* **TASK DESCRIPTION**
How many lines in the records below contain the word "tile"? Reply with only the number.

* **Object location annotation records**
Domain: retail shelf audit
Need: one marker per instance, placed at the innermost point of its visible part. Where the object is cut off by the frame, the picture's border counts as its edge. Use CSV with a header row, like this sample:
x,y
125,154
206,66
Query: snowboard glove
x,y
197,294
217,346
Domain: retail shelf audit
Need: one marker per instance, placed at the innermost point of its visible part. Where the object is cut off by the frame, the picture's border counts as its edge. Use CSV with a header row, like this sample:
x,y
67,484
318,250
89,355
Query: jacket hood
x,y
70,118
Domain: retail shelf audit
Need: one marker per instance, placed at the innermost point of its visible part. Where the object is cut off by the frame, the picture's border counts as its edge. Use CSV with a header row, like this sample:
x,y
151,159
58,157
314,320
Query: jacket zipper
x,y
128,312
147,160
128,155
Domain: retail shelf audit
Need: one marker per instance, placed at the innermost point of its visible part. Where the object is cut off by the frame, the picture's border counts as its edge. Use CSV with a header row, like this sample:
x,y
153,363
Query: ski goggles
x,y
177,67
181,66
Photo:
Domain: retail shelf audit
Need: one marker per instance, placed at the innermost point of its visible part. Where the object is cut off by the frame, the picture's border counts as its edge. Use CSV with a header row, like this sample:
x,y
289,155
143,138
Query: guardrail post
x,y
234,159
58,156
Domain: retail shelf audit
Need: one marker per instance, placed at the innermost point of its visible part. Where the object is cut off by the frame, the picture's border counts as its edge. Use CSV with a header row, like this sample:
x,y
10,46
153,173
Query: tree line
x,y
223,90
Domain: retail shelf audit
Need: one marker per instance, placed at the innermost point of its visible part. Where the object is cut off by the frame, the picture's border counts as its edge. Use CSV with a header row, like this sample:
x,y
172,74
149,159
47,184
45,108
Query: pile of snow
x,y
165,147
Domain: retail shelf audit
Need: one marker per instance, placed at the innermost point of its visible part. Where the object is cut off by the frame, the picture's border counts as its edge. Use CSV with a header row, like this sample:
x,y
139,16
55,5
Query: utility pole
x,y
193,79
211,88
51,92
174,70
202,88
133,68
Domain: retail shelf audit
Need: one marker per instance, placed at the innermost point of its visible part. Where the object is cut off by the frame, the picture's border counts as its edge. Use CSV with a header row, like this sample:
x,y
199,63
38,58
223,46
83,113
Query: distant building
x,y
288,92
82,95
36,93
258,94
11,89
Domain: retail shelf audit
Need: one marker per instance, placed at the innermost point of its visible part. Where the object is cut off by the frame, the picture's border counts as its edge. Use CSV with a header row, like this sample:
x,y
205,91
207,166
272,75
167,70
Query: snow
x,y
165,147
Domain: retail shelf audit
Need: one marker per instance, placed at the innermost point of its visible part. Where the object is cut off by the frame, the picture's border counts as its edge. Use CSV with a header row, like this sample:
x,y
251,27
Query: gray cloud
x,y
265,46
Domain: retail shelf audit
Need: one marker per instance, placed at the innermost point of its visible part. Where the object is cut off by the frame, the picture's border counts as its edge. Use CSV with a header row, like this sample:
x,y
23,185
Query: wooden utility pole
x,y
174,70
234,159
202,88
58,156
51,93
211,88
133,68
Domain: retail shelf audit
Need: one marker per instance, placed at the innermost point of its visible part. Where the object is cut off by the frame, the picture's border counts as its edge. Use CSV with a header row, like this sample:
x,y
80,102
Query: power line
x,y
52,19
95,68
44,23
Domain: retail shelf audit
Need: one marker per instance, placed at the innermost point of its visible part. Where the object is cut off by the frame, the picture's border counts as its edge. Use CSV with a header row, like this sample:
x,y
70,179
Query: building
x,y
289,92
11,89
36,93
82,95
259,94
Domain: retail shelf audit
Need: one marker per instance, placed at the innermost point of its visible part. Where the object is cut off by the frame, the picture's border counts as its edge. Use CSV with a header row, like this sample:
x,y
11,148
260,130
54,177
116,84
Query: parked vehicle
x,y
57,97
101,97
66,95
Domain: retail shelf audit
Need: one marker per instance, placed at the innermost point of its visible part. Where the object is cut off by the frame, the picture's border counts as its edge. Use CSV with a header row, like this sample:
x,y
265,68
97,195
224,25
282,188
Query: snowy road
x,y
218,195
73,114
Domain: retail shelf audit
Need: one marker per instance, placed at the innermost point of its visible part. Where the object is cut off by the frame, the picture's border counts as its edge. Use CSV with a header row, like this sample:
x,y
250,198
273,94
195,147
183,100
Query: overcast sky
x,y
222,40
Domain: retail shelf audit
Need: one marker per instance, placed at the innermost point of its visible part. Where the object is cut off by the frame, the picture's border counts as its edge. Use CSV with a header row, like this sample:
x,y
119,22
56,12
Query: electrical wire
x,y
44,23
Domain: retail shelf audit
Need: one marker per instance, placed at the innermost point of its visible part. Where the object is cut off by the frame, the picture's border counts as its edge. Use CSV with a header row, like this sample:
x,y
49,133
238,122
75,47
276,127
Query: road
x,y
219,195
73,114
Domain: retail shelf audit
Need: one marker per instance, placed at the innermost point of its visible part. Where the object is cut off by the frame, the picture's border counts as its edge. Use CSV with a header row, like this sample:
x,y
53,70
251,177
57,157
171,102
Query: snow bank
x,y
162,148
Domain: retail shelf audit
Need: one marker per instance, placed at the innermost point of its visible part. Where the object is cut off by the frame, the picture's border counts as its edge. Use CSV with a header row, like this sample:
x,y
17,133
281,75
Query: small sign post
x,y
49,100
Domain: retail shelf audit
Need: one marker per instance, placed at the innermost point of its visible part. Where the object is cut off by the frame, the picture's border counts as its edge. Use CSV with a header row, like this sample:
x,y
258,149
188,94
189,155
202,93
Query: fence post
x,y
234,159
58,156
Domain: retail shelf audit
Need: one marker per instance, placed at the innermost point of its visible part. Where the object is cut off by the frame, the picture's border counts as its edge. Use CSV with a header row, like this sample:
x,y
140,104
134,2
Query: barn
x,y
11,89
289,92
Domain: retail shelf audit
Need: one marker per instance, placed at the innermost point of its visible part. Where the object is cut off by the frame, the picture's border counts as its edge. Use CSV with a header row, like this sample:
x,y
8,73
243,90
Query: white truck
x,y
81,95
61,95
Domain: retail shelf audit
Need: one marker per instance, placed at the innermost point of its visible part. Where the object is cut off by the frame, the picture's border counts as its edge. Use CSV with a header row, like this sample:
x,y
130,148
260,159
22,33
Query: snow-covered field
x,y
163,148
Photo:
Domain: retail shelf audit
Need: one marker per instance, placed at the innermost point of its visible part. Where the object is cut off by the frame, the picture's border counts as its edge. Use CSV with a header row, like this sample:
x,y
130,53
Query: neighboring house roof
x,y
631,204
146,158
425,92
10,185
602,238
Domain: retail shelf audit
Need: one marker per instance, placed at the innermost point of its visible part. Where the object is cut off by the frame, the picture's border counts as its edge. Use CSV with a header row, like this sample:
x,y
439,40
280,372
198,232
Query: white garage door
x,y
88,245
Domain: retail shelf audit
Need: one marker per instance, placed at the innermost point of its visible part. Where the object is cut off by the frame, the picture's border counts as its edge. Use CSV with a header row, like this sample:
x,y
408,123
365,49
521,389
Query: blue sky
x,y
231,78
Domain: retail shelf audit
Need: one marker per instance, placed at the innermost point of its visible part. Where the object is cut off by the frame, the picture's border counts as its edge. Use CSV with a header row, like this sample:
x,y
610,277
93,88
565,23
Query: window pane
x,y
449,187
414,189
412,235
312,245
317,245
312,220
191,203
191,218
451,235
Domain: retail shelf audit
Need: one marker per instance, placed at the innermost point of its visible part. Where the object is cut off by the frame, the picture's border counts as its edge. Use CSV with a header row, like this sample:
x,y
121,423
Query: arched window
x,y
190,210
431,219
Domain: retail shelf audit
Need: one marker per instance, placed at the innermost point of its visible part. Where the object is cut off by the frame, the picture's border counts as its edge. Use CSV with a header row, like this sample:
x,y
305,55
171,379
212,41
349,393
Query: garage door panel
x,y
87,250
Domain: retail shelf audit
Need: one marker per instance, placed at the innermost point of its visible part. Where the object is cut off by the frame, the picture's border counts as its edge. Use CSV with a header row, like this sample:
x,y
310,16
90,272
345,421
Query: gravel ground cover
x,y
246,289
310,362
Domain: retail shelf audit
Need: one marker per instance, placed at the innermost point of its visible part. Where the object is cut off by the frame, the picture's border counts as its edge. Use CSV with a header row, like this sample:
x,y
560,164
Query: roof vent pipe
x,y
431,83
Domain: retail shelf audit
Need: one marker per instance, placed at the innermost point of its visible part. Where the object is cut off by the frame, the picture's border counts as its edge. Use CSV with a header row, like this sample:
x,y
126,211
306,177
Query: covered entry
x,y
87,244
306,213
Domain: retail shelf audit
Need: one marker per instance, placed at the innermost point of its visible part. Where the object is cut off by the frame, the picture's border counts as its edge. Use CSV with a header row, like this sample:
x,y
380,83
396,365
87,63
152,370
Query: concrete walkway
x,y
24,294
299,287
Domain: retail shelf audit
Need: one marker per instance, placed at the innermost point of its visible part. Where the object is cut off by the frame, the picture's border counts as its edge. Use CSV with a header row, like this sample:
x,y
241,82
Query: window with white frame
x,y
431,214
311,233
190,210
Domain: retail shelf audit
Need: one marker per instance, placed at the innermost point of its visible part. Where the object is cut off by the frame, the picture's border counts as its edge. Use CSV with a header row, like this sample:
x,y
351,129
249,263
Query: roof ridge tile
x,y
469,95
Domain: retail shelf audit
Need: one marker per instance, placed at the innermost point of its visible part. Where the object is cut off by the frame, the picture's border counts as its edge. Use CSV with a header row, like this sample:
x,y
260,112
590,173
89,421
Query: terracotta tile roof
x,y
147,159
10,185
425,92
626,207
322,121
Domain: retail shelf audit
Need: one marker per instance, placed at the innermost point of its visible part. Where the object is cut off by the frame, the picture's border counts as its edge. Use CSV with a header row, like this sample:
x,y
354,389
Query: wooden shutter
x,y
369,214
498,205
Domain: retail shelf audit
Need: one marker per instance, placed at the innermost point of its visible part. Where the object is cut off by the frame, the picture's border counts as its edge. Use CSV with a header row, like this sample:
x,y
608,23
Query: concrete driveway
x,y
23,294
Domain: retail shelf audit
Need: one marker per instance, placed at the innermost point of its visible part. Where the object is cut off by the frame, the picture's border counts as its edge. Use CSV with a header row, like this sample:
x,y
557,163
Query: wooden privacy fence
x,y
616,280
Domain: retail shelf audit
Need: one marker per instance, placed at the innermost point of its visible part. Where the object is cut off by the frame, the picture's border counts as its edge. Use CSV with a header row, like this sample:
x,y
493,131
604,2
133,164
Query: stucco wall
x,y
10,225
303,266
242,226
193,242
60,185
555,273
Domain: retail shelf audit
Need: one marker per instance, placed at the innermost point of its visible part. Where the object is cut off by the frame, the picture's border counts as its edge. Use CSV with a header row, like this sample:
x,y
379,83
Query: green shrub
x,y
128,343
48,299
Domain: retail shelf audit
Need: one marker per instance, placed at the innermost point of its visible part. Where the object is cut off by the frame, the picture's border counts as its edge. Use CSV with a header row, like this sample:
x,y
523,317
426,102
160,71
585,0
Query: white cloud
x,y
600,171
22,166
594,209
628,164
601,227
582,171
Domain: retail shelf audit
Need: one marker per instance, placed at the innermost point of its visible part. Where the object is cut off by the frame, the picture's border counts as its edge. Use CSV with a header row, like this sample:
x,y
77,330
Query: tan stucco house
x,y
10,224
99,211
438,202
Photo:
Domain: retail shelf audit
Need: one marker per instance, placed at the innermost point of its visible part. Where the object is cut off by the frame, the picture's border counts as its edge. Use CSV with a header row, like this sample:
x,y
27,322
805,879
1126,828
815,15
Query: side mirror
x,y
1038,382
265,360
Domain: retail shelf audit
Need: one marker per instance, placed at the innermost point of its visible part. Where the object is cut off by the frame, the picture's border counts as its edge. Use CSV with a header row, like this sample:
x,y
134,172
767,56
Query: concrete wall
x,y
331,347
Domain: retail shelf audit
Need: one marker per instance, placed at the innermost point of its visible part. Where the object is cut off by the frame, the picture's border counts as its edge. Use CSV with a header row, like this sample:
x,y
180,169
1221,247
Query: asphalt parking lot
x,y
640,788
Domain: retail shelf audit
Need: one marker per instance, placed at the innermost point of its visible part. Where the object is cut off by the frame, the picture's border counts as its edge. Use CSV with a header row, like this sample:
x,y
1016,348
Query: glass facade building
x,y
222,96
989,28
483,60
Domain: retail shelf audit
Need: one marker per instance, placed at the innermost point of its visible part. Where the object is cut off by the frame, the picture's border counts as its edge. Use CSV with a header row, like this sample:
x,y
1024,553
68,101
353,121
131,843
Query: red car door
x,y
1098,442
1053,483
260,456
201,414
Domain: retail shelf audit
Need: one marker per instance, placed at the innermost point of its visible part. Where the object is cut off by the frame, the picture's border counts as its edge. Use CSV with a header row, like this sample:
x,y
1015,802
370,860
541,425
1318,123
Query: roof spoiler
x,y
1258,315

* **FINISHED TASK**
2